Tasks to carry out
1 - Summarize the forum post on emergency medicine training in India in two sentences.
2 - According to the forum post on emergency medicine training in India, what must a doctor have to enter the FACET training?
3 - Pick up the forum post on emergency medicine training in India after its last sentence and continue it.

Quoted passage
Thread subject: NEPI :: 'foreign' trained and returned - have they a role in Indian Em or are they mere show-offs

Posted by imron on 20-09-2011 01:38

I am quoting the below statement from my previous post in Feb 2008.

I dont want to imagine an institute or organization or people who have no understanding of EM to govern the specialty. (This is highly possible in a country like ours where politics rule). I dread the day when MD and DNB recognizes EM and opens the program in all colleges. Who are the people who will teach the PG students. There aren't sufficient EM trained physicians today. I hate the situation when an anesthetist or cardiologist or orthopedician starts teaching students about EM and trauma management.

Looks like this is exactly what is happening now.

By the way, you must be MD/MS qualified AND working in a medical college hospital to enter the FACET training.

Read Tintinalli, Take some MCQs and attend workshops. Yes, you become qualified EM Faculty.
Do you really believe that somebody can teach EM after getting certified like this, without quality EM experience which is supervised in a well established EM department.

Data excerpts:
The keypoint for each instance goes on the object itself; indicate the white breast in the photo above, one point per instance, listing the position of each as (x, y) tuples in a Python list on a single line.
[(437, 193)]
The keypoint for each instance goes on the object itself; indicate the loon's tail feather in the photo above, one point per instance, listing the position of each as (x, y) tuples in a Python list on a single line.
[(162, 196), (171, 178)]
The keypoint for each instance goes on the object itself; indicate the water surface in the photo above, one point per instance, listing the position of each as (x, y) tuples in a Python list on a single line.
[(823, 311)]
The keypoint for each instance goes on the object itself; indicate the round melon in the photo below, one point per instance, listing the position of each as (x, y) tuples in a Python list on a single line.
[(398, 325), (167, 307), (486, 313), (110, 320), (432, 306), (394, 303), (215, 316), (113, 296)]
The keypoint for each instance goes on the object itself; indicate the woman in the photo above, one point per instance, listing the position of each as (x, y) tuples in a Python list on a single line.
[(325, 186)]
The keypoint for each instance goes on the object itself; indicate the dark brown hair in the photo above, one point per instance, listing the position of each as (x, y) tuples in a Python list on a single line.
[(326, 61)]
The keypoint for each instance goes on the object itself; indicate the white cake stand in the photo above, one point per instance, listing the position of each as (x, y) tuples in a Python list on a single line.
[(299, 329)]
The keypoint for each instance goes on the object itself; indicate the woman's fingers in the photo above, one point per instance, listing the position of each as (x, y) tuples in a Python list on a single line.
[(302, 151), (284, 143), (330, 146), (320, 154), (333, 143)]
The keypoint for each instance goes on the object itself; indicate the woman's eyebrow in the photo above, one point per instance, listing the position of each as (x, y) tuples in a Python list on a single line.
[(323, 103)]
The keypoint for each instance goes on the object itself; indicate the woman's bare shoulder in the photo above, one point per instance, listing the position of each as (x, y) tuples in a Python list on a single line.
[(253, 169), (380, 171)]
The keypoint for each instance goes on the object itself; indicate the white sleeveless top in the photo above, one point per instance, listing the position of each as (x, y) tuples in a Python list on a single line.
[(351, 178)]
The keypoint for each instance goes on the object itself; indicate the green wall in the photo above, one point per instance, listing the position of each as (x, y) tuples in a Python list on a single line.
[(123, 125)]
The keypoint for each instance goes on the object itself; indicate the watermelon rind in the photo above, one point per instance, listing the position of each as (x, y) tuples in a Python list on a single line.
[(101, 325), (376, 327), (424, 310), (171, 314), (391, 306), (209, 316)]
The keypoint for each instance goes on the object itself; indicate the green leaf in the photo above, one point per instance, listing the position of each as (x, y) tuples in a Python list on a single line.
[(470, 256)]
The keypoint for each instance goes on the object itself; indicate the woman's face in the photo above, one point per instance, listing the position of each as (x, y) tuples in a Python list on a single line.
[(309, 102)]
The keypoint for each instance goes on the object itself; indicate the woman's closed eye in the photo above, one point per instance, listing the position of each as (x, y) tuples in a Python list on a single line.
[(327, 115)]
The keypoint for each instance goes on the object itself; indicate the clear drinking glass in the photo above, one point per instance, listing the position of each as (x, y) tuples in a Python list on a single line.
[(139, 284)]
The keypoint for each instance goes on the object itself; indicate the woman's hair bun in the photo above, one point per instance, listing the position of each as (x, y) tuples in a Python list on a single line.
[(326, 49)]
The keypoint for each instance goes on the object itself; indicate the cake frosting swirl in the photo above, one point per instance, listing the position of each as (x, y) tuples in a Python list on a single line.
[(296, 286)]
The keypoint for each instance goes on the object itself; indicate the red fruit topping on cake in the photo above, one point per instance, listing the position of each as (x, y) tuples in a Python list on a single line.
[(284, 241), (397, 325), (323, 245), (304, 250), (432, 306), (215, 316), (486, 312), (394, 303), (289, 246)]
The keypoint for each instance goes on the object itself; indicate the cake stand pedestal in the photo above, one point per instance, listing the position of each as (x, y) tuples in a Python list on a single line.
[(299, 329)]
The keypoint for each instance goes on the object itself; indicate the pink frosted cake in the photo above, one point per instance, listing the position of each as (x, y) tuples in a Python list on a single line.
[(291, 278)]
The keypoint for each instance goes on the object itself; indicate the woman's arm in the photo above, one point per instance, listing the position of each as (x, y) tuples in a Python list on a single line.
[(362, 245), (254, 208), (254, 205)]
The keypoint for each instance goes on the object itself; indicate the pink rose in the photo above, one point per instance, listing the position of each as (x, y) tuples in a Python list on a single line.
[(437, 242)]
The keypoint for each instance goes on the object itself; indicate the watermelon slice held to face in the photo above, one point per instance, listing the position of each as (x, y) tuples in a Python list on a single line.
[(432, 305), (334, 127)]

Responses by task
1 - The poster quotes a February 2008 post dreading the day MD and DNB recognize emergency medicine, since too few EM-trained physicians exist and doctors such as anesthetists or cardiologists would end up teaching it, and says this now appears to be happening. The poster also doubts that FACET training, open only to MD/MS holders working in medical college hospitals, can prepare someone to teach EM without supervised experience in a well-established EM department.

2 - An MD/MS qualification and a position working in a medical college hospital.

3 -
The FACET program is not a new concept. Symbiosis Institute Pune, Annamalai University Chennai and Apollo Hospitals had started this kind of certification back in early 2000. But they failed miserably because the doctors who underwent this kind of certification could not handle real-time emergency patients. They were as good as glorified CMOs. As far as I know, there is hardly any demand for such training in India. Our hospital stopped this program in 2005.

Since FACET is a requirement in Medical College Hospitals, your training and experience can be put to good use in the academic emergency departments of private sector hospitals (which comprises of 80% of healthcare delivery in India). It will only take a short while for people to realize who teaches EM better. Don't worry!